### The task
Continue the passage on registering a new Irish company for tax, starting right after its last sentence.

### Passage
If you intend to set up a new company in Ireland in 2017, please be aware that you must register with the Irish Revenue Authorities. Registration must be within thirty days of incorporation. This can be done by completing the relevant sections of a TR2 Form:
http://www.revenue.ie/en/tax/vat/forms/formtr2.pdf
http://www.revenue.ie/en/tax/vat/forms/formtr2-nonresident.pdf
1. Your CRO Number – For further information you should contact the Companies Registration Office https://www.cro.ie
2. The company’s year-end.
3. The company’s trading activities.
4. The name of the company, its registered office address and the address of its principal place of business.
5. The name of the Company Secretary.
6. Details of Directors and the main shareholders of the company including their Personal Public Service (PPS) numbers.
Every company which is incorporated in Ireland regardless of its residency. This includes a foreign incorporated company commencing to carry on a trade or profession in Ireland
To file a Form 11F CRO please click: www.revenue.ie/en/tax/it/forms/11fcro.pdf
It must be filed, with the Irish Revenue Commissioners, within thirty days of commencing to trade.
Under Section 882(2) TCA 1997 where the company is incorporated but not tax resident in Ireland, the following is required:
1. The country in which the company is resident;
2. The name and address of the company which is trading in Ireland if the Trading Exemption in Section 23A(3) applies.
3. The names and addresses of the beneficial shareholders if the Treaty Exemption under Section 23A(2) applies. If, however, the company is controlled by a company whose shares are traded on a stock exchange in an EU or DTA country then the registered office of that company will be required.
If your company is deemed to be tax resident in Ireland then it will be liable to tax on its worldwide income/profits in Ireland. In other words, not just the profits generated in Ireland.
If it is not deemed to be Irish tax resident, then it will only be liable to Irish tax on Irish source or generated income/profits.
The first question to ask yourself is how to determine the residence of the company. The 2014 Finance Act, came into effect on 1st January 2015. It amended the corporate tax residence rules contained in Section 23A TCA 1997. The aim was to address concerns about the “double Irish” structure.

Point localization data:
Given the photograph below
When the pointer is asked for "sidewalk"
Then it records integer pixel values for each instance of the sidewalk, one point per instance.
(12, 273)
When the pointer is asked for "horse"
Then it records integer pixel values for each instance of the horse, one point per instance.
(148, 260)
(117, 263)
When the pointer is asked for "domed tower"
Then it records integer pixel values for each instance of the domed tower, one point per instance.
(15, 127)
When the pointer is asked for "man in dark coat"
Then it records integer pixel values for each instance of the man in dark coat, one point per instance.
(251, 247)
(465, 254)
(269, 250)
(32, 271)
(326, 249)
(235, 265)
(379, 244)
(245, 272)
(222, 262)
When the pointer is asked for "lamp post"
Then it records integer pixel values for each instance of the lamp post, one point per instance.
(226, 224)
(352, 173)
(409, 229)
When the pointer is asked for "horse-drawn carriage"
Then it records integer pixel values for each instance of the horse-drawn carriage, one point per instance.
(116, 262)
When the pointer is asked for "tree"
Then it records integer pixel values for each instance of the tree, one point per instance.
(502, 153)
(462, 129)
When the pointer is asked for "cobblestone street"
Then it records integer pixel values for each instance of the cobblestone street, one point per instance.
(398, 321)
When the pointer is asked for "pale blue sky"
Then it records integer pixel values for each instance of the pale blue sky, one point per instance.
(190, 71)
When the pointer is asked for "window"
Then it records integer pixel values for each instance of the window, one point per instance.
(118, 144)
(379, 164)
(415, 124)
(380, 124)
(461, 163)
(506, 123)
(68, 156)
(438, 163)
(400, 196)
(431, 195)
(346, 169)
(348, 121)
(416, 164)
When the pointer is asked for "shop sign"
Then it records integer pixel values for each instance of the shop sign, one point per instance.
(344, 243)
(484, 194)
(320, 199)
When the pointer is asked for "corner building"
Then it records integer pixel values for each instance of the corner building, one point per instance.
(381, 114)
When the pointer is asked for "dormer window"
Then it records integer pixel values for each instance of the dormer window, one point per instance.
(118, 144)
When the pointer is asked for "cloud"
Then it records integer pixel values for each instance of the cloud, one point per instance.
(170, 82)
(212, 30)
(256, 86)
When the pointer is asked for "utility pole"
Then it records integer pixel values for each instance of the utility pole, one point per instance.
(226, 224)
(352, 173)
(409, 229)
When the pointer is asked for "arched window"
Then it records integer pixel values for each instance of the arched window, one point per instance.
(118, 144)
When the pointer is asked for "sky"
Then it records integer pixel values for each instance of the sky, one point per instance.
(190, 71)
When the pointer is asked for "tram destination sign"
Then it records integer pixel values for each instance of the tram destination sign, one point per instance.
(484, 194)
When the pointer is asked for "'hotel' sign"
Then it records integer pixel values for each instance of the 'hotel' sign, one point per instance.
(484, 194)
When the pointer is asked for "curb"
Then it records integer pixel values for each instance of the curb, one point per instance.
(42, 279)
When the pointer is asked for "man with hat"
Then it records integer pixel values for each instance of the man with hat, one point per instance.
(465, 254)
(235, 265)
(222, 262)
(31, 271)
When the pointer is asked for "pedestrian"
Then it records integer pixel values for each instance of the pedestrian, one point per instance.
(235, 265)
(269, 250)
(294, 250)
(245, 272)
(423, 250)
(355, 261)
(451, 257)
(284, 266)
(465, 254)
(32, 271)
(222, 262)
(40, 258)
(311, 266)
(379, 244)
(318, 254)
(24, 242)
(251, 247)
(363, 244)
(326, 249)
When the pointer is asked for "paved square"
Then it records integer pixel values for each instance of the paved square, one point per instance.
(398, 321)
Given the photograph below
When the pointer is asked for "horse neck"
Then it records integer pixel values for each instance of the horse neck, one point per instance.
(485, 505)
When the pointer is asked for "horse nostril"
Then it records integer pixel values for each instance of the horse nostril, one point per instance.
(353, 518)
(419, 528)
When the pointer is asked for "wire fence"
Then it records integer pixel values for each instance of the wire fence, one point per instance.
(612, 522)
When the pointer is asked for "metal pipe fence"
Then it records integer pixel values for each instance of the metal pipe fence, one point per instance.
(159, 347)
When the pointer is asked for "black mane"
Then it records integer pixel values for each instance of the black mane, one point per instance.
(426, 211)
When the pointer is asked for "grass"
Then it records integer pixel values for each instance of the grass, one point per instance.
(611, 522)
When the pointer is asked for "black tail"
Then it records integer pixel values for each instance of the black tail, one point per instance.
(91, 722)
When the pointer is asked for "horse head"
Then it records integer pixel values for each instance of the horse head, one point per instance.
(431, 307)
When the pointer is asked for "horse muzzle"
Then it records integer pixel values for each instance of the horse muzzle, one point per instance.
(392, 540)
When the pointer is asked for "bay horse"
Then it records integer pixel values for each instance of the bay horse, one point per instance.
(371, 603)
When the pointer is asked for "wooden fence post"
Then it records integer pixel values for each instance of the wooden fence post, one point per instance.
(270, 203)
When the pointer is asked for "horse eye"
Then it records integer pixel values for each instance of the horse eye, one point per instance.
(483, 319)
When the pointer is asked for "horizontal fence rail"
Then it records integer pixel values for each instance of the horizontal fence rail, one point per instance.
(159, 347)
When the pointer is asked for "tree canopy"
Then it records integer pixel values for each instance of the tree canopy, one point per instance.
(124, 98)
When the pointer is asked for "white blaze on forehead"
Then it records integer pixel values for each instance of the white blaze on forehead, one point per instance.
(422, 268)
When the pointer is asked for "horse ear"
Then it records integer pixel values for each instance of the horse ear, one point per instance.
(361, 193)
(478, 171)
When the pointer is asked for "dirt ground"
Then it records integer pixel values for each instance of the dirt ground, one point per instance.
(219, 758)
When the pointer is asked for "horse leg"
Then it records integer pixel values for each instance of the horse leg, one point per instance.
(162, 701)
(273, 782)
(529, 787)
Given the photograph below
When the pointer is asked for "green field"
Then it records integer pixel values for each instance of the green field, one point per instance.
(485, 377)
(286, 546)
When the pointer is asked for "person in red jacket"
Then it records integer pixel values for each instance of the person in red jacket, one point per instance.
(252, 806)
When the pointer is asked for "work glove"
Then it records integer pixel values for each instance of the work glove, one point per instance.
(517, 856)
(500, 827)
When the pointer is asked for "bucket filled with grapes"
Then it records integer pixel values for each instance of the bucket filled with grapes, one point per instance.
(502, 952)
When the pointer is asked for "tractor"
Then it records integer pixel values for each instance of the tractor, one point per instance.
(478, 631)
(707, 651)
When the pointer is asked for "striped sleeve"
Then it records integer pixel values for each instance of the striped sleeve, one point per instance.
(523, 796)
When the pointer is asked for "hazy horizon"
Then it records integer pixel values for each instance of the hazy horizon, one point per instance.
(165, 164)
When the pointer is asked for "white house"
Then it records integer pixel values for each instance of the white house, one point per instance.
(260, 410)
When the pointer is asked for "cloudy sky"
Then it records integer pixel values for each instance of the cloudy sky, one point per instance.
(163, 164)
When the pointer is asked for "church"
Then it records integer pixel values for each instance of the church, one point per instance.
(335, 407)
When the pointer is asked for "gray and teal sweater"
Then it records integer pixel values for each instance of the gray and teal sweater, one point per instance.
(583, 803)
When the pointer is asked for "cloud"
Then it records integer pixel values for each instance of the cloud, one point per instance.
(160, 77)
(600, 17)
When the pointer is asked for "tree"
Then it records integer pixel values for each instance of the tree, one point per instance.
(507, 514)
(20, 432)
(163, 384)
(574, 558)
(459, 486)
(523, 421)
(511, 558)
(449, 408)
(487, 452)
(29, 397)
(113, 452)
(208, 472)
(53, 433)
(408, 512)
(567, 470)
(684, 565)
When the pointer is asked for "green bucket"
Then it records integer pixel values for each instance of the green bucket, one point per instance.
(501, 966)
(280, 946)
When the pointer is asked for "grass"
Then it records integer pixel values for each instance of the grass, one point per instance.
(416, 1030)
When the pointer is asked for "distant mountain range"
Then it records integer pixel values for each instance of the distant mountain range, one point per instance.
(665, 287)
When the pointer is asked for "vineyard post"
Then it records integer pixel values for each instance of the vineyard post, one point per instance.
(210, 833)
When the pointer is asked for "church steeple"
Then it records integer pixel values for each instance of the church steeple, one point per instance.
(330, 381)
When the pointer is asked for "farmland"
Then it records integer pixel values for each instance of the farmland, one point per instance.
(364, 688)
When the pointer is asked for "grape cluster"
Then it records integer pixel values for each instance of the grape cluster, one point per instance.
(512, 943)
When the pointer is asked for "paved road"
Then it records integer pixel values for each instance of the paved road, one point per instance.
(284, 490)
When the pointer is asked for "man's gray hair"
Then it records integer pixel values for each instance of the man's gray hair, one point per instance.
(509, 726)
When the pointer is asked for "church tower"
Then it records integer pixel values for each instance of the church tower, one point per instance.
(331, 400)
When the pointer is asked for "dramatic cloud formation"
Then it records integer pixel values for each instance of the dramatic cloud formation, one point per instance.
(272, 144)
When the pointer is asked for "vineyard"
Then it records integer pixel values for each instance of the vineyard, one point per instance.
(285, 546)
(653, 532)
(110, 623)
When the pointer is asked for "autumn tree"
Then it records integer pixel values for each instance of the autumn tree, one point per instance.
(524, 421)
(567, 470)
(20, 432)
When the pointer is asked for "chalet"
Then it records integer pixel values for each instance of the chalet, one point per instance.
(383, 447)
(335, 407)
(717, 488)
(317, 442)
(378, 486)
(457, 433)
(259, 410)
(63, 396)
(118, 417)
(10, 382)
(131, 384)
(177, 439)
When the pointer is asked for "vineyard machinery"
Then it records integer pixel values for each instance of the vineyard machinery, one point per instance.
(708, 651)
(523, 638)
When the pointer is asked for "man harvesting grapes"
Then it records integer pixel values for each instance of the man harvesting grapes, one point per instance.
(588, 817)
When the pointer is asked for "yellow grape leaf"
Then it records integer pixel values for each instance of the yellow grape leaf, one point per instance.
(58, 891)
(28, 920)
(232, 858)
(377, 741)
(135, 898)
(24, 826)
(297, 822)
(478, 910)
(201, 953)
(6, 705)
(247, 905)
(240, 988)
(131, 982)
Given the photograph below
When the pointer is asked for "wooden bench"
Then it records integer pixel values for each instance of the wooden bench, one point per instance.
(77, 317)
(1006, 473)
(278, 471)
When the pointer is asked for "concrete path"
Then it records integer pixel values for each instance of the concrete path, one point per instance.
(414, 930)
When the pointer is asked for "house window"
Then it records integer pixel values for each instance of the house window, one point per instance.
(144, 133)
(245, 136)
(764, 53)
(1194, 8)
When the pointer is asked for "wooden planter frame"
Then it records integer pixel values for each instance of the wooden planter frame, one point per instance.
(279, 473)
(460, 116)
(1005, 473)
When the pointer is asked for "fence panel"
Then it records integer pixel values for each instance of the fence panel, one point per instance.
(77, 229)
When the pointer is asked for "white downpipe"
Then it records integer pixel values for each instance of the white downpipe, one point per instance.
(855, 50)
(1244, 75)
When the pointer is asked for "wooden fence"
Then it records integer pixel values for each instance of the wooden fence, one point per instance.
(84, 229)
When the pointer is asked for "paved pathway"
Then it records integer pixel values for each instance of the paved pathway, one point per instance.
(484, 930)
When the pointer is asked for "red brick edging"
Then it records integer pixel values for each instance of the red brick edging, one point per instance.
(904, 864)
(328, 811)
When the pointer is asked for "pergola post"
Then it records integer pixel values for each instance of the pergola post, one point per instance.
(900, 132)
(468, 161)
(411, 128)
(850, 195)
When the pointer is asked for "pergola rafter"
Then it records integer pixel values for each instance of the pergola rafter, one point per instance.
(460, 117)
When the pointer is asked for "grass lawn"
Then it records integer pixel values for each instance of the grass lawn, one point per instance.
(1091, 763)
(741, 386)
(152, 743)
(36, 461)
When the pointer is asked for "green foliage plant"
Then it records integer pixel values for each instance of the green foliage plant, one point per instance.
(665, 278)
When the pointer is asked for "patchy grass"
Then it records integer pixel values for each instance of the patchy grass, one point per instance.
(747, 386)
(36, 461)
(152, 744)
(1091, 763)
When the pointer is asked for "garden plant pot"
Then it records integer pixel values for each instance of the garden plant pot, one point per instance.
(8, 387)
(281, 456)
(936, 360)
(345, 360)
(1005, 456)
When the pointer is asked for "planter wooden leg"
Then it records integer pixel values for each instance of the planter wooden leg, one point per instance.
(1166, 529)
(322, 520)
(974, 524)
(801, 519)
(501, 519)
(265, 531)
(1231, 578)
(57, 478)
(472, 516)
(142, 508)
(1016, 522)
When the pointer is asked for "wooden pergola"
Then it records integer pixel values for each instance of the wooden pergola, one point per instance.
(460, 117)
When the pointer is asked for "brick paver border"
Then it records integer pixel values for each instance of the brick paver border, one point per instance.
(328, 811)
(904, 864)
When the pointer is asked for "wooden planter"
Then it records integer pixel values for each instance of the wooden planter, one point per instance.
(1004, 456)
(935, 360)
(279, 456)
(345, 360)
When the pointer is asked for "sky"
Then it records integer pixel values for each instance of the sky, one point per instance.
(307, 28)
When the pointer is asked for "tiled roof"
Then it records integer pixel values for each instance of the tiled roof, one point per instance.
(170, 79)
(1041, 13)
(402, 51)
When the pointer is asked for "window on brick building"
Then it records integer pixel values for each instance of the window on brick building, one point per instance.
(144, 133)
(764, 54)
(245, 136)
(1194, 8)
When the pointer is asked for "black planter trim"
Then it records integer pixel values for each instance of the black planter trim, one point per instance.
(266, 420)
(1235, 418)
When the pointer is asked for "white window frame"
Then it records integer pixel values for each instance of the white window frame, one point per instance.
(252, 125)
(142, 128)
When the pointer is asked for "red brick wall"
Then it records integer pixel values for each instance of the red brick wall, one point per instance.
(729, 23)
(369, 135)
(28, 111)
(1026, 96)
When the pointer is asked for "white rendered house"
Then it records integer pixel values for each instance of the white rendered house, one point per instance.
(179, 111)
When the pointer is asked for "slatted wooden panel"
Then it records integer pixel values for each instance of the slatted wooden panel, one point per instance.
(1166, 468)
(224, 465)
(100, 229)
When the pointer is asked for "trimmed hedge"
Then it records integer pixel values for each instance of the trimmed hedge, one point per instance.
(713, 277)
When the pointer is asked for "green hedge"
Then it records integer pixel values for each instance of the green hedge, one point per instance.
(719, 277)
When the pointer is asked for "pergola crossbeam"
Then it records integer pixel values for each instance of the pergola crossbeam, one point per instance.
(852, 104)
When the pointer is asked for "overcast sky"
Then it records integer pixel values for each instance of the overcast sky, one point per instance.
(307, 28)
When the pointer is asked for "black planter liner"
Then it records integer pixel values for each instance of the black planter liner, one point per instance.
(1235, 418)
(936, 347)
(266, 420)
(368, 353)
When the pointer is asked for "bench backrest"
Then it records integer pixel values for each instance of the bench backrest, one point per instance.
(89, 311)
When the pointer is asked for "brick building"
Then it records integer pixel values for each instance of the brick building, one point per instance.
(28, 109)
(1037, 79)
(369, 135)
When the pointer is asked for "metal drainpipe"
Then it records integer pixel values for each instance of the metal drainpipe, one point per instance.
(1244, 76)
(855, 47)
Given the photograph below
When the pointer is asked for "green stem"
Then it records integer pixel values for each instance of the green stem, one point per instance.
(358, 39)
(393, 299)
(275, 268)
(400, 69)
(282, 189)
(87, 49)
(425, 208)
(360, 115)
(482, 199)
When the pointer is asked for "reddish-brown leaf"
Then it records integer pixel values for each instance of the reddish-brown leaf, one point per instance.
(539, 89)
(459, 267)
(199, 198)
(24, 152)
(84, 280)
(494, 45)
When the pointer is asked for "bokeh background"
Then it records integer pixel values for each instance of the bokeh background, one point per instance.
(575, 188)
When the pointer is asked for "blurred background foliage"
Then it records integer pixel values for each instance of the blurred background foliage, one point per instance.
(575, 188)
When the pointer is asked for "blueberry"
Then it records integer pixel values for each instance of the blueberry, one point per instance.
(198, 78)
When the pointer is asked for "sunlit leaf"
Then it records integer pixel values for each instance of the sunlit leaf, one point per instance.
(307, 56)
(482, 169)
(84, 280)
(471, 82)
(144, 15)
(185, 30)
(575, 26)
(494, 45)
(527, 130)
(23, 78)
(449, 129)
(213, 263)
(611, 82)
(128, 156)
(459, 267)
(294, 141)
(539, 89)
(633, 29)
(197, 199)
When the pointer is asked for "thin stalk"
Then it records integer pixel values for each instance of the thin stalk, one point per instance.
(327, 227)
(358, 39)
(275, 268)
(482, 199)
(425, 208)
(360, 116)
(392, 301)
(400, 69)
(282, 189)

### Written response
The new provisions apply only from the earlier of the following dates:
a) 1st January 2021 or
b) The date of “change” which takes place after 1st January 2015.
By “change” we mean where there is both:
(a) a change in ownership of the company and
(b) a major change in the nature or conduct of the business activities of the company.
Within one year before the date of the change or on 1st January 2015, whichever is the later date, and ending five years after that date.
It means that companies incorporated in Ireland before 1st January 2015 can use the previous company tax residence legislation until 31st December 2020.
It is essential that up to 31st December 2020, all corporate groups take into consideration the impact of the new legislative provisions on any proposed reorganisations, mergers or acquisitions where there would be:
(a) a change in the ownership and
(b) a change in the nature/conduct of the business in relation to non-resident companies which were incorporated in Ireland.
Please be aware that the information contained in this article is of a general nature. It is not intended to address specific circumstances in relation to any individual or entity. All reasonable efforts have been made by Accounts Advice Centre to provide accurate and up-to-date information, however, there can be no guarantee that such information is accurate on the date it is received or that it will continue to remain so. This information should not be acted upon without full and comprehensive, specialist professional tax advice.